### Data for review

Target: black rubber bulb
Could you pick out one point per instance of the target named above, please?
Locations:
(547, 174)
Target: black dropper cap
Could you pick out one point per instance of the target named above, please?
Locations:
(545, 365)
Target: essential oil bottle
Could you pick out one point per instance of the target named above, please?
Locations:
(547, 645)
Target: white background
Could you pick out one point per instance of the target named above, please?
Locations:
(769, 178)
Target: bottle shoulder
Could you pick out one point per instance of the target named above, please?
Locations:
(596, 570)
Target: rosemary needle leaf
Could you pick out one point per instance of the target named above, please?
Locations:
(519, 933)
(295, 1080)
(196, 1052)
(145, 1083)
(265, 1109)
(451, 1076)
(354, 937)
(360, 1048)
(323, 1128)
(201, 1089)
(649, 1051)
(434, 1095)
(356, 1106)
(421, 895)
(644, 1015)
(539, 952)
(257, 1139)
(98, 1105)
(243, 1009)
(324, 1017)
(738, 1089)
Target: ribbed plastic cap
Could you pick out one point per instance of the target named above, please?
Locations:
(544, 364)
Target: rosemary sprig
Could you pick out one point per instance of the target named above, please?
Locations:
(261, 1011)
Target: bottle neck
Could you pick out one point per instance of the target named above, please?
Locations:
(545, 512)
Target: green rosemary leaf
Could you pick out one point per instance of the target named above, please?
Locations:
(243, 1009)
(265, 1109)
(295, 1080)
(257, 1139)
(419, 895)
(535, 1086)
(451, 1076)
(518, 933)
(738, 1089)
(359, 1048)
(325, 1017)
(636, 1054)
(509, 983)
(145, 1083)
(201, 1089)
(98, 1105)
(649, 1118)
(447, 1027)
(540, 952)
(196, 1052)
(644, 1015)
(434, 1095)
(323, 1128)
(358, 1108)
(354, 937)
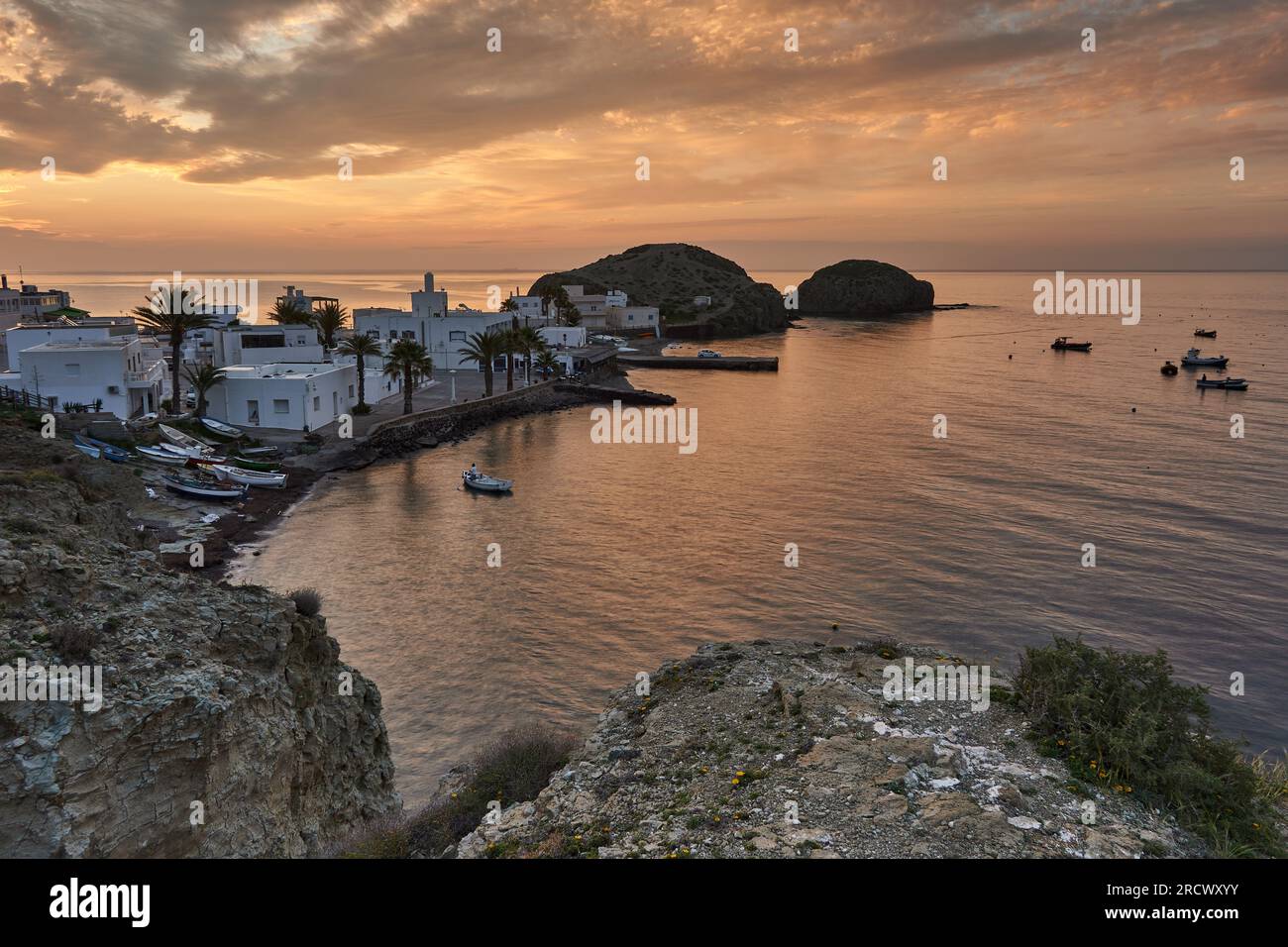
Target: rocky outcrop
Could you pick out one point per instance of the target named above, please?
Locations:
(228, 727)
(670, 275)
(864, 287)
(786, 749)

### What is expected
Exactly as they stand, the entries must be written out again, pictures excluded.

### Response area
Target: black rubber bulb
Could you pick out one point per instance of the target named above, please?
Locations:
(547, 174)
Target: black dropper cap
Could you pick out one point per instance of the target named above, please?
Locations:
(545, 365)
Target: essential oil bottle
Could you pick out one point per instance of the target named above, please?
Locations:
(547, 645)
Target: white background
Could you pick out one point per instance of the target named above, please?
Locations:
(769, 178)
Target: bottle shoulder
Could you pick out one point per instance of the target named above, please?
Locations:
(596, 570)
Target: rosemary needle leaf
Could you pick out one point per instance of the target named above, please?
Locations:
(519, 933)
(295, 1080)
(196, 1052)
(145, 1083)
(265, 1109)
(451, 1076)
(354, 937)
(360, 1048)
(323, 1128)
(201, 1089)
(649, 1051)
(434, 1095)
(356, 1106)
(421, 895)
(644, 1015)
(539, 952)
(257, 1139)
(98, 1105)
(243, 1009)
(324, 1017)
(738, 1089)
Target: ribbed plastic cap
Could you pick out one point per instance of the target named above, please?
Locations:
(544, 364)
Target: rosemary sprig
Could you pick out one point per instance of the target named above, please?
Locations:
(261, 1011)
Target: bottle neck
Could you pick out one point per instance of the target named above, please?
Locations:
(545, 512)
Target: green rosemary leaf
Could you pick out one point per instance of the target named above, please?
Locations:
(243, 1009)
(265, 1109)
(295, 1080)
(257, 1139)
(419, 895)
(535, 1086)
(451, 1076)
(518, 933)
(738, 1089)
(359, 1048)
(325, 1017)
(636, 1054)
(509, 983)
(145, 1083)
(201, 1089)
(98, 1105)
(649, 1118)
(447, 1027)
(540, 952)
(196, 1052)
(644, 1015)
(434, 1095)
(323, 1128)
(358, 1108)
(354, 937)
Target: rocky outcrop
Could you pick out one point per instance of the target named above, please?
Locations:
(228, 727)
(670, 275)
(864, 287)
(786, 749)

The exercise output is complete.